## [作業指示 A]
自分と向き合うことについての文章を読み、次の問いに答えてください。
(i) 冒頭の「これは」で示される言葉を口にしたのは、どのような人ですか。
(ii) 筆者が当時、疑いもしなかったことは何ですか。
(iii) 生徒さんと向き合うと、筆者はほとんど全員についてどのようなことを見ますか。
## [作業指示 B]
自分と向き合うことについての文章を、最後の一文の後から書き継いでください。

## [提示文]
'''

これは通りすがりのような方がぽろっと言った言葉です。
私は初め、本当の自分の姿を求めてそこに行ったのではないので、この感覚はよくわかりません。
しかし当時は、自分を偽っているとも思っていませんでしたし、むしろ、自分には常に正直であると思っていました。
ですので“自分のことは自分が一番よく知っている”と疑いもしなかったです。
しかし向き合ってみると、なんと自分を押しやっていたか、違う感覚で生きていたか、感情と意識が全く反していることを自分によって見せつけられました。
生徒さんと向き合うと、ほとんど全員が全く違うその方で生きているのを見ます。
ご本人は皆偽りはないと思っているのですが、心は全く別のことを言っています。
苦しいのに苦しくないとか、大丈夫ではないのに大丈夫だとか、蓋をするというよりは体の良い大人な対応を自分にもしているのです。

'''

## [元データ]
'''

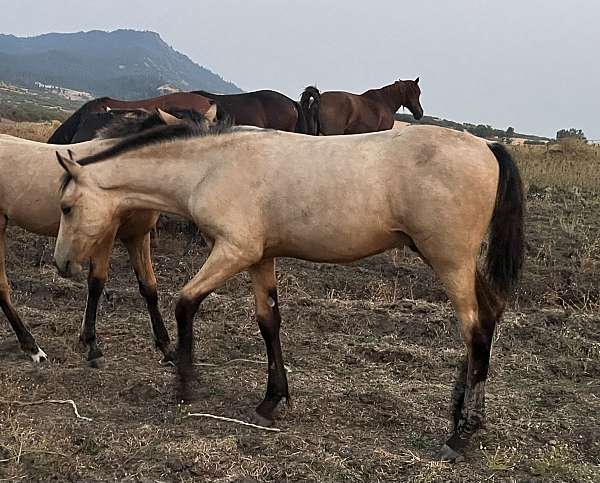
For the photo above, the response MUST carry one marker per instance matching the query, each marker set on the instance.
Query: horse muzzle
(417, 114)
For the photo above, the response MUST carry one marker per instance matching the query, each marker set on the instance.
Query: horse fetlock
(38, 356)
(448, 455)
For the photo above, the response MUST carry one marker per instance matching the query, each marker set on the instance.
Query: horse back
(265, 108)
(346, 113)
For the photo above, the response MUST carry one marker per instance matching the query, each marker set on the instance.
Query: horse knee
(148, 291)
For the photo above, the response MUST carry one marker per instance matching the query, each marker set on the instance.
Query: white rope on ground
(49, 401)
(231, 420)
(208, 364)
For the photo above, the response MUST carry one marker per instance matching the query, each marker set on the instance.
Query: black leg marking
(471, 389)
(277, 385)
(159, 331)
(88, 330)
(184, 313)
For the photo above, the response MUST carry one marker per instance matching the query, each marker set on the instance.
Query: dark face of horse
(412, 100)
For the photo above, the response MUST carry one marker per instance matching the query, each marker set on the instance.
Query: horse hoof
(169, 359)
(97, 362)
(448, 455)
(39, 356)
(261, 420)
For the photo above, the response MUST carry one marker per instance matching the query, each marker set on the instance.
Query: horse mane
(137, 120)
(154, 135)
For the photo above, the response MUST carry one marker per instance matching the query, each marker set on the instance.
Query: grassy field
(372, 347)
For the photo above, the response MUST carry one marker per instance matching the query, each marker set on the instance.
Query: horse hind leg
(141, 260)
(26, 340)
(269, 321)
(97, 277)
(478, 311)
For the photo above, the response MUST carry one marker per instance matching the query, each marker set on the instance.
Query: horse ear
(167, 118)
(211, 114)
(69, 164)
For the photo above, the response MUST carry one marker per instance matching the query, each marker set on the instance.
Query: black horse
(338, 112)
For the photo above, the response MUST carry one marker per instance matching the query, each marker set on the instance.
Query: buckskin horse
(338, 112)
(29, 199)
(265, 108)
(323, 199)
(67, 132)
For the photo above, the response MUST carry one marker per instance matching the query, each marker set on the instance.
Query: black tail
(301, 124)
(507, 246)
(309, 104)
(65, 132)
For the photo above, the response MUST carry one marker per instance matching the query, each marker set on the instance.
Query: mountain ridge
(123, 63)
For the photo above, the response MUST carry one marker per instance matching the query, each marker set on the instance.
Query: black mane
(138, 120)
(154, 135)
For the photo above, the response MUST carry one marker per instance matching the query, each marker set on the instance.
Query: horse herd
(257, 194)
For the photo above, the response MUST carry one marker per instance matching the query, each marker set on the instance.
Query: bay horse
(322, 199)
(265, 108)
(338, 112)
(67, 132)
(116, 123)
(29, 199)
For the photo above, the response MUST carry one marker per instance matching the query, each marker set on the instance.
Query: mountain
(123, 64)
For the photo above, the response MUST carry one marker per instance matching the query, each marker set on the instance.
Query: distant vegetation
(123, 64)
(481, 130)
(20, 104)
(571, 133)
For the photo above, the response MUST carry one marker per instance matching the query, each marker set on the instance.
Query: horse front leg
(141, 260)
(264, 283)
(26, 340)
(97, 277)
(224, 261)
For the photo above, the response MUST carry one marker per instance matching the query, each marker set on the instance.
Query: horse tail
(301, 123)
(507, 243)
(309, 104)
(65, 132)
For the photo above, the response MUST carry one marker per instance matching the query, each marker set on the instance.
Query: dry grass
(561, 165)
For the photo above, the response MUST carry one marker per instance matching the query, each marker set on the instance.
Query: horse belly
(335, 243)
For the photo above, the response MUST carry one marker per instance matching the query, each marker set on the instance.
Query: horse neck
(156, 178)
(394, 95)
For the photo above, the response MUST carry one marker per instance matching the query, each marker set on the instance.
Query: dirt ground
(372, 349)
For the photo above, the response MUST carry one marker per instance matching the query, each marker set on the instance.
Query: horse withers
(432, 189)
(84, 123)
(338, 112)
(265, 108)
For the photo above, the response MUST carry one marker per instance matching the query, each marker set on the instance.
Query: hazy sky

'''

## [解答欄 A]
(i) 通りすがりのような方
(ii) “自分のことは自分が一番よく知っている”ということ
(iii) ほとんど全員が全く違うその方で生きていること

## [解答欄 B]
大人だから我慢できるとか、そんな事は簡単に乗り越えられるとか、いい訳をたくさんつけています。
体の調子が悪いと病院に行くのに、心の不調はどんなことをしてでも自分で、または簡単な方法で、そして気を逸らしたり紛らわす為に自分にご褒美を与えたりして対処する。
時が経てばなんとなく薄れるのを「時薬だ」と言って信じる。
パワーストンを握り締め、パワースポットに出向きいい気をもらったといってその気にさせることもあるでしょう。
それもこれも全部わかります。
でも果たしてそれで根本は解決したでしょうか。
自分にいつまでも負担を強いていくのでしょうか。
かつて私の持っていたパワーストーンと呼ばれる石は尽く変色しました。
当時の師に「いつまでも頼っているのは嫌でしょ?」と言われましたが頼れるものならいつまでも頼っていたいと当時は思っていました。
それが今や頼るものなしです。
自分でいられるという事は嘘も偽りもなく日々安堵だからです。
この感覚はやらないと得られないので想像で理解するのは難しいです。
けれど落ちこぼれの私でも獲得できた。辿り着けた平和な自分。
誰でもその気があれば辿り着けると知っています。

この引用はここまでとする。